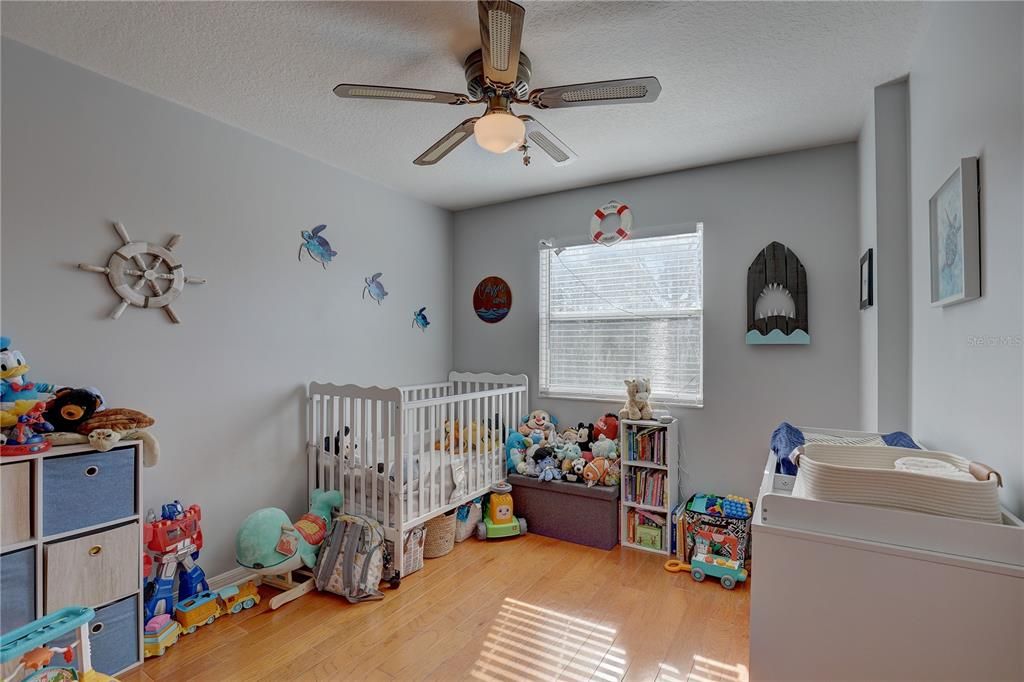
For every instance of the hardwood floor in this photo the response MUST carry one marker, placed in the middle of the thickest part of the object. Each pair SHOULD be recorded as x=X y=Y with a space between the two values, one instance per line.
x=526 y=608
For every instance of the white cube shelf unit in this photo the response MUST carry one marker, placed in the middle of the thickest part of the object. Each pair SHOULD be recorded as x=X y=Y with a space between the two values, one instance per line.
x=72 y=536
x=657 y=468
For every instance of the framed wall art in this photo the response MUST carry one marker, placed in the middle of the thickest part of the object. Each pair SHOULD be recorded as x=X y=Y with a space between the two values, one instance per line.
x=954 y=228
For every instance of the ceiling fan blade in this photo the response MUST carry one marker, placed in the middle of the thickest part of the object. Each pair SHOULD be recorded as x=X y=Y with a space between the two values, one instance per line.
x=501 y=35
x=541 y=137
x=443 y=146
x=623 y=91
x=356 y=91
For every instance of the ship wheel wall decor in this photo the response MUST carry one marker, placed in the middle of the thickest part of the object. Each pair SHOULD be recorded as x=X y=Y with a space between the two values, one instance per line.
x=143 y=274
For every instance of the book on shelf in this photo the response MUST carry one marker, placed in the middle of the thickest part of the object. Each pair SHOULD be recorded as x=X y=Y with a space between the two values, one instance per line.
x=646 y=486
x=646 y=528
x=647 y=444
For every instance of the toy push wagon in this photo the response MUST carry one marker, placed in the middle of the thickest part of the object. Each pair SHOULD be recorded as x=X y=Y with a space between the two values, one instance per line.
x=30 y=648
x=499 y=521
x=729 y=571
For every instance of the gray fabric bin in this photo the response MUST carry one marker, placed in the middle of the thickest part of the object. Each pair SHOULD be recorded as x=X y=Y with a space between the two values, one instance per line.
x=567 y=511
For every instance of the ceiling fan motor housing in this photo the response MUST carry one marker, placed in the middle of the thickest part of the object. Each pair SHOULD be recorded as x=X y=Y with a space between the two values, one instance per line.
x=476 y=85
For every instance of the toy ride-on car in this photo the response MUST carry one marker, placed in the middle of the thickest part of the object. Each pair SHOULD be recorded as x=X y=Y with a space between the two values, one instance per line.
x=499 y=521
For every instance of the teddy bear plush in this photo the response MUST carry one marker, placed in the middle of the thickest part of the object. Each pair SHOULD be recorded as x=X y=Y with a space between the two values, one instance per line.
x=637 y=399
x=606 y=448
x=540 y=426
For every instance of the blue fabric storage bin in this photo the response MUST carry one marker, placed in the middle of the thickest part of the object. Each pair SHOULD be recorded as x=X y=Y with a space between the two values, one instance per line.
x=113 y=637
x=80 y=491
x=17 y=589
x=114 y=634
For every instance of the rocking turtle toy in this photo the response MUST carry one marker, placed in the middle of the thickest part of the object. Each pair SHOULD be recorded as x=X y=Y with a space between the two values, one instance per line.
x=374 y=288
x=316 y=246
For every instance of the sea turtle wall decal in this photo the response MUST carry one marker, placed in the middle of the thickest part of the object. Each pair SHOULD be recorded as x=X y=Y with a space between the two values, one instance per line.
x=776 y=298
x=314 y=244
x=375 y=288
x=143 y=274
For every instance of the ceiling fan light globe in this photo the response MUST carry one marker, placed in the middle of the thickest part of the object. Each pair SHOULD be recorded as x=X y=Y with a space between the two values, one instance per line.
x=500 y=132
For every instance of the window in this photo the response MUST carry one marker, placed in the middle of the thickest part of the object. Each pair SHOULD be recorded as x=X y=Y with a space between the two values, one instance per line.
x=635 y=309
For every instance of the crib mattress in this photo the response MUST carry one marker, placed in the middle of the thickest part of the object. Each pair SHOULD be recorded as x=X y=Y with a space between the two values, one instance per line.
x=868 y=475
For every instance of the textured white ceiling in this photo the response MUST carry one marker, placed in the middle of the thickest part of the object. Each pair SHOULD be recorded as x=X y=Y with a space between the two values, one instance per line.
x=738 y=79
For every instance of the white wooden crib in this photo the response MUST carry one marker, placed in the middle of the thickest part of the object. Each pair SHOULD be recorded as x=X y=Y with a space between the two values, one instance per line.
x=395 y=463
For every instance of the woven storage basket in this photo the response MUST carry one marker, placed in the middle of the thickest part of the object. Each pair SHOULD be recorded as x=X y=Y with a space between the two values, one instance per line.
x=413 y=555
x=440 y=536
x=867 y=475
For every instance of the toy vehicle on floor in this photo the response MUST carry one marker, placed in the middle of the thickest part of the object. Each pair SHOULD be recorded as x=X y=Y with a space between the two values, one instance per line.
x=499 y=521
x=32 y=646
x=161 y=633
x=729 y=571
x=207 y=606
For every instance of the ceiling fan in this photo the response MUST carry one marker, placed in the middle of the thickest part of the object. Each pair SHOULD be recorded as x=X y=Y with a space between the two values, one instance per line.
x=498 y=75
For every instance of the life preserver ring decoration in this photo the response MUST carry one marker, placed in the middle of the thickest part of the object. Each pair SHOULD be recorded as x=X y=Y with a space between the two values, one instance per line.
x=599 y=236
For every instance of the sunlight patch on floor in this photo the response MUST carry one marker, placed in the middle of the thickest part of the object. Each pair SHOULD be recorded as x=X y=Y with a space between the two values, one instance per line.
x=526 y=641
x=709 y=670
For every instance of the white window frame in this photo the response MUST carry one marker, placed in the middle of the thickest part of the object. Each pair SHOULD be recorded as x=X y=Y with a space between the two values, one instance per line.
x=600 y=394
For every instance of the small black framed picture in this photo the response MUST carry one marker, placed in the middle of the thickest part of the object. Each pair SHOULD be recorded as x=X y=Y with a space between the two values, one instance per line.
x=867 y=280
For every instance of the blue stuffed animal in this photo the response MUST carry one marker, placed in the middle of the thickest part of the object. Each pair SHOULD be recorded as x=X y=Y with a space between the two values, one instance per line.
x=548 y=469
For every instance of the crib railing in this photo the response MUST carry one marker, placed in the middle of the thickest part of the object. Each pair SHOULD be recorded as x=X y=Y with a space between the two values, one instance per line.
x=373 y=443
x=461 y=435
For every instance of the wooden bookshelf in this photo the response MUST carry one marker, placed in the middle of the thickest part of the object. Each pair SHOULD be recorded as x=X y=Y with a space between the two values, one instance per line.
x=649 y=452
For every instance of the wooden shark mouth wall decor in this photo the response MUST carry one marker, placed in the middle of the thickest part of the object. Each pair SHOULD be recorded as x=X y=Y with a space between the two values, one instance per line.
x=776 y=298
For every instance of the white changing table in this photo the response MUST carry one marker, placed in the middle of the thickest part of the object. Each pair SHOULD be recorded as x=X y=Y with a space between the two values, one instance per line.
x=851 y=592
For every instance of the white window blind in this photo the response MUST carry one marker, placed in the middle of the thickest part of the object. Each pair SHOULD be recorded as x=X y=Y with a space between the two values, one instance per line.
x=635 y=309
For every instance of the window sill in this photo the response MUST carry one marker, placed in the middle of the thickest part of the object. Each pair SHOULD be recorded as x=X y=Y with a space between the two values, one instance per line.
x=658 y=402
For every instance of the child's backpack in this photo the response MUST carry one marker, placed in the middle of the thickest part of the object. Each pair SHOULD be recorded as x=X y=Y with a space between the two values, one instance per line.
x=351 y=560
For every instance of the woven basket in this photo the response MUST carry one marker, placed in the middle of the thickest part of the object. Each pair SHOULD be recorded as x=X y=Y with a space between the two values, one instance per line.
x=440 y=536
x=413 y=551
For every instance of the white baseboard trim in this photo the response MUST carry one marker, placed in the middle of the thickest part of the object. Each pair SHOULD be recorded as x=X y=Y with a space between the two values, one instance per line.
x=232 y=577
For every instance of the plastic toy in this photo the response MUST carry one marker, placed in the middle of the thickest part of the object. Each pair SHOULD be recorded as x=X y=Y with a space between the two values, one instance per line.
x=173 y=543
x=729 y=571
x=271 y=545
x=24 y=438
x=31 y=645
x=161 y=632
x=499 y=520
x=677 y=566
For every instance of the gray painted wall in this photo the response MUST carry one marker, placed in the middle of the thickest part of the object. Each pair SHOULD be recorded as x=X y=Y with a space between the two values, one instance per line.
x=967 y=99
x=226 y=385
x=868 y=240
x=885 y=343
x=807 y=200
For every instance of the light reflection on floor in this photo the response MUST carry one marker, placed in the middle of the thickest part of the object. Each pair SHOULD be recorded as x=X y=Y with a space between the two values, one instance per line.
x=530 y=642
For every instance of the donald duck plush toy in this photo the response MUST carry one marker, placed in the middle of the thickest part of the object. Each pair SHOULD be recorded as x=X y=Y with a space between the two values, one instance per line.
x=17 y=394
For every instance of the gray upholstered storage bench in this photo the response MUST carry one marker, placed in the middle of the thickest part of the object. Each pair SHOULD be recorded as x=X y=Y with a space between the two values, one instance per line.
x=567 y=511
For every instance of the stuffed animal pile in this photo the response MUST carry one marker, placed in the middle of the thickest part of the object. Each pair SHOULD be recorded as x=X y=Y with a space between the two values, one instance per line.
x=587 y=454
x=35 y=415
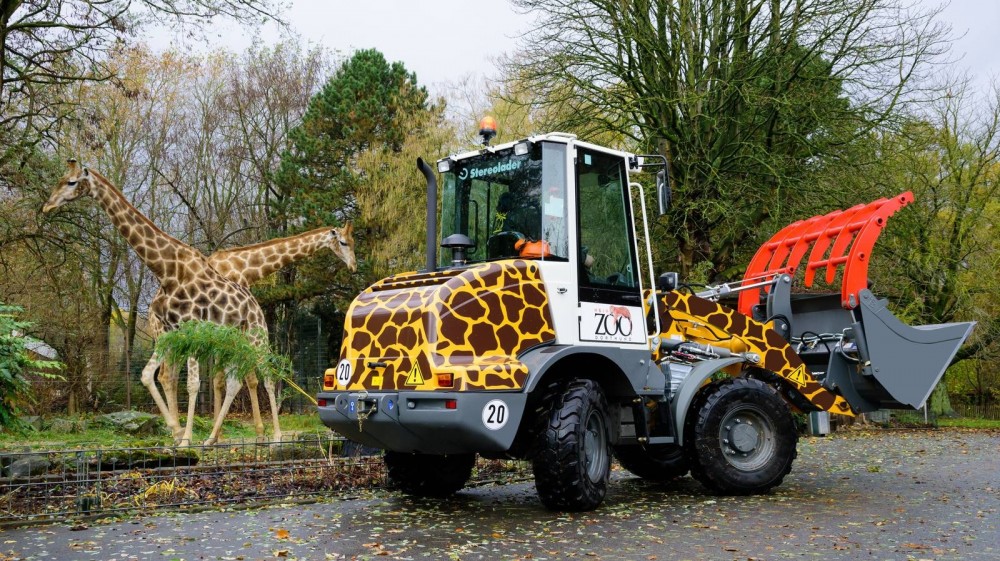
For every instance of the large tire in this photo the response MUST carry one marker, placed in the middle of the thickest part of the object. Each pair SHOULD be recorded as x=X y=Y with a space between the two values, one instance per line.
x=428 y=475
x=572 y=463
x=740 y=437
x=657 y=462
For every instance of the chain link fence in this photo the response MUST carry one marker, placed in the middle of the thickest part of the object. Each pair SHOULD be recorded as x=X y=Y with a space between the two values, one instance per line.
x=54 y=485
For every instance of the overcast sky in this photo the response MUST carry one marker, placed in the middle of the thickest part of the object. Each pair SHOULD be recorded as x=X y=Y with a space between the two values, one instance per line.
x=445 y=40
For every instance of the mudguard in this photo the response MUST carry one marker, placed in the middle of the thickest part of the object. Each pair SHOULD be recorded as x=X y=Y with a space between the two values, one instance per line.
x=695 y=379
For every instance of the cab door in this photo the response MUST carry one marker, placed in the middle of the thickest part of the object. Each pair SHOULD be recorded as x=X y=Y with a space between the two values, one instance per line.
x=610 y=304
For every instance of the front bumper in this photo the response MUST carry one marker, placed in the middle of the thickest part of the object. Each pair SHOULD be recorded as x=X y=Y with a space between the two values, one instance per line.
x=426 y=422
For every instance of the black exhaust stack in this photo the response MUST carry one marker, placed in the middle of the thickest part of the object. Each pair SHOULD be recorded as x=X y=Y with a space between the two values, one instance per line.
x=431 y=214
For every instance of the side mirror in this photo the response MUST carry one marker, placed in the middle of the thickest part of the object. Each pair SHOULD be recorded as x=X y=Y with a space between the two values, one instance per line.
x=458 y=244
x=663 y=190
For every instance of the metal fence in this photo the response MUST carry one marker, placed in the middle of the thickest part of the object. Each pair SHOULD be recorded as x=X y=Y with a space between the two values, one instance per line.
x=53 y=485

--

SET TASK: Copy out the records word for word, everything from the start of the records down to the line containing "x=526 y=608", with both ends included. Leave the pictures out of your copy.

EXERCISE SOLUTION:
For every instance of the hardwood floor in this photo the response MUST carry one marker, placed in the middle of the thickest part of the object. Each pair SHOULD be recorded as x=X y=Y with a space between the two values, one instance per line.
x=526 y=608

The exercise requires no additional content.